WRITTEN INSTRUCTION: Please change every "service" in the records below to "tool" and write the records out again with nothing else altered. Leave the pictures out.

DATASET RECORDS:

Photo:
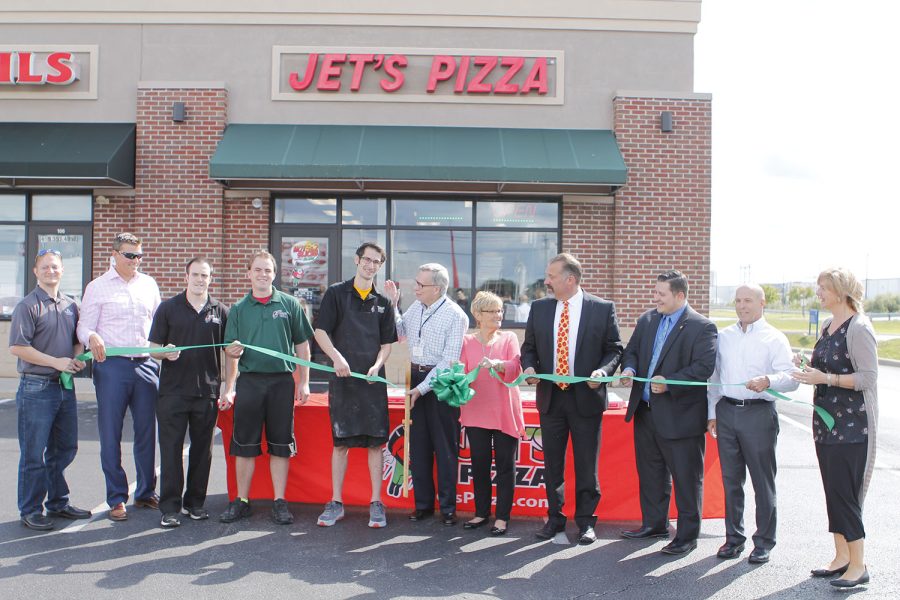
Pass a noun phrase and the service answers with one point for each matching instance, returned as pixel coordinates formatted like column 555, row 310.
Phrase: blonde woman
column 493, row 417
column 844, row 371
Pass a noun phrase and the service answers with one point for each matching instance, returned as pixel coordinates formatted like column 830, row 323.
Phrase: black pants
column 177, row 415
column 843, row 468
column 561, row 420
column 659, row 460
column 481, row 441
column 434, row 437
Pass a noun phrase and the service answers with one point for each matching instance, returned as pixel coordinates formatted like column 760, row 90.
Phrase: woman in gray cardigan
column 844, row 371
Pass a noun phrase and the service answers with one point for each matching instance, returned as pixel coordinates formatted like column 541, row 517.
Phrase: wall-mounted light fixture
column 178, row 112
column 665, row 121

RESULT OF THIS EXERCISE:
Photo:
Pass a noun phrase and the tool answers with one point for each matching instance, returned as pixel coordinates formatted like column 555, row 310.
Phrase: blonde woman
column 493, row 417
column 844, row 371
Pass a noun phrase and the tool answers with one point for each matching instance, returned as pixel coordinates formatted like column 830, row 323.
Phrase: black pants
column 177, row 415
column 843, row 468
column 561, row 420
column 659, row 460
column 481, row 441
column 434, row 437
Pass a noun phrase and the tool answers with one point for each matching instance, returned as pixel coordinates formatted like column 760, row 90.
Phrase: woman in gray cardigan
column 844, row 371
Pass a noun phrase and the tool answers with one point for each matching instance, returned as pixel coordinates formatted like column 541, row 517.
Phrase: wall-mounted light fixture
column 178, row 112
column 665, row 121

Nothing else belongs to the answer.